SELECTION:
^^^^

Bob:   You think so? 

(laughing) 

You might have to do that on a day when I’m not here. I might have to leave the studio.

Dennis:   I think I possess the ability to interview her for maybe 25 minutes.  Now, I don’t know if I can hang with her for two of them, but she is a sharp cookie.  If our listeners met her, they would understand where Bob gets his sharp wit and keenness.  I mean, she may be about to turn 90, but she is one sharp . . .

Bob:  She is spunky.

Dennis:   She is spunky.

Bob:   Spunky is the word we’ll use.

Dennis:   She is spunky.  Well I’m glad you mentioned the concept of stories, because you’ve driven out west.

Bob:   Yes.

Dennis:   You’ve also driven east, and you know that as you go either east or west you will find these road markers, these little signs that tell the story of a . . .

Bob:   The historical things, is that what you’re talking about?

Dennis:   Yes, of a significant event.  Maybe it’s about a trail that the wagons took to settle an area.  It may be about mining, about what the settlers did, or some kind of key event or battle that took place at that place, or . . .

Bob:   You can go downtown where we live and there’s a marker that says “This is the ‘little rock.’”

Dennis:   La petite. . .

Bob:   La petite roche.  Right there.

Dennis:  Just as the foundation of a nation leaves mile markers and the legacy that geography records, we also leave a legacy through the stories of our lives.

Bob:   There are historic markers along the way for every life, aren’t there?

Dennis:   There really are.  And it doesn’t take a long time as you read the Bible to get into the stories that are told in the Old Testament where you realize that there is a spiritual principle of recording significant events that’s found in Scripture. 

One of the first ones is Joshua chapter four where they crossed into Jericho.  Of course the River Jordan stopped, and the whole nation walked across on dry land.  They were told to pick up twelve stones and to pile them up, so when their children asked what those stones were all about, they could say, “This was where God stopped the water, and we ultimately became a nation at this point.”

Bob:   I don’t think they called them “milestones” when they piled them up alongside the river bank there, but it carries the same idea.  These are stones of remembrance that every time you pass by you point to them and say “something significant happened here.”

^^^^

RECORDED DATA:
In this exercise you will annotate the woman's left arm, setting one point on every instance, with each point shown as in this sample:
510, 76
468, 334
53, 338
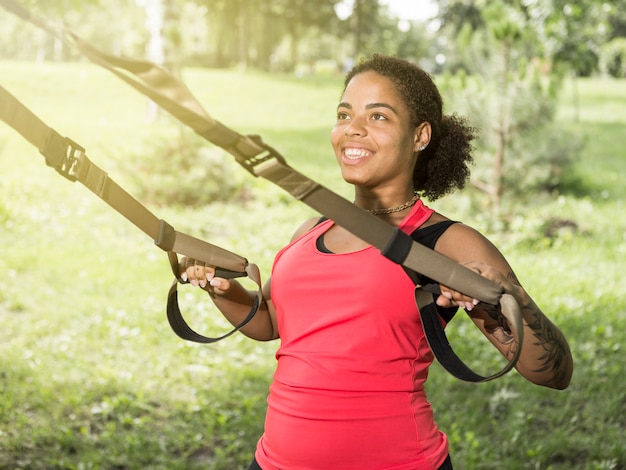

^^^^

TASKS TO COMPLETE:
A. In the conversation about road markers, how many stones were the people told to pick up and pile after crossing the Jordan?
B. Repeat the conversation about road markers word for word from "Dennis:   La" to "found in Scripture.".
C. Carry on the conversation about road markers and stones of remembrance, starting after its last line.

EXPECTED RESULTS:
A. Twelve stones.

B.
Dennis:   La petite. . .

Bob:   La petite roche.  Right there.

Dennis:  Just as the foundation of a nation leaves mile markers and the legacy that geography records, we also leave a legacy through the stories of our lives.

Bob:   There are historic markers along the way for every life, aren’t there?

Dennis:   There really are.  And it doesn’t take a long time as you read the Bible to get into the stories that are told in the Old Testament where you realize that there is a spiritual principle of recording significant events that’s found in Scripture.

C.
Dennis:   Yes, that’s right, Bob.  I think there are milestones in our lives that we need to collect along the way and pass those stories on in various ways to our children, our grandchildren, and those we have relationships with. 

In fact, I want to go to a story that Bill Eliff tells.  Bill is a pastor here locally.  I think there are three Eliff brothers.

Bob:   All in ministry, right?

Dennis:   All in the ministry.  The whole concept of their heart for God goes back generations.  In fact, there is a story he tells about his great-grandfather playing checkers that is really a symbol.  It’s one of these spiritual milestones that he passed on to future generations.

Bill Eliff:  I took my 95-year-old aunt to Thanksgiving a month ago in Oklahoma City, and for eight hours going and eight hours coming, we just filled the car with conversation.  We had the greatest time.  She is sharp as a tack.  I said, “Tell me about my great-grandfather.” 

I didn’t know anything much about him, except that I had heard that he was a very godly man.  He was a farmer.  Came from England, through the Carolinas and Mississippi and then to south Arkansas, of all places.  And my aunt Emily said, “Well, let me just describe to you Elisha Schrobel Carter like this.” 

She said, “Every night after the meal was over, Elisha and his brothers would pull out the checker board and they would play checkers.  Really, there wasn’t much else to do.  And they had a great time. 

“One morning Elisha came to breakfast and he said to his brothers, ‘Boys, I can’t play checkers any longer.’  They said, ‘Why in the world?  What’s wrong with checkers?’  and he said this.  He said, ‘you know, every night as I go to bed, I spend that time focusing my whole mind and heart on Christ.  I talk to Him.  I go through the things of the day and I think about the next day.  It’s a very special time with Him.  And last night, when I went to bed, all I could think about was the moves I could have made on the checker board.’”

“‘I vowed,’ Elisha Schrobel said, ‘years ago, that I would never let anything come between me and my relationship to Jesus Christ.’”  Aunt Emily said, “He never played checkers again.” 

Now you say, “Well that’s kind of silly.  What’s wrong about checkers?”  Well, really nothing.  What impresses me was not the issue itself.  What impresses me was the tenderness of his conscience, was the teachability of his heart, was the immediacy of his obedience and his desire to not let anything dilute a simple, pure relationship with Jesus Christ. 

You say, “Well, what did that gain him?”  Well, heaven knows.  I know this.  He raised six godly sons and daughters.  That is the legacy of my life.

Bob:   You know, you wouldn’t think that playing checkers would be a milestone, or not playing checkers anymore would be a milestone, but we make decisions every day that really do set the course for a lifetime, and some of those decisions become a part of the history of a family.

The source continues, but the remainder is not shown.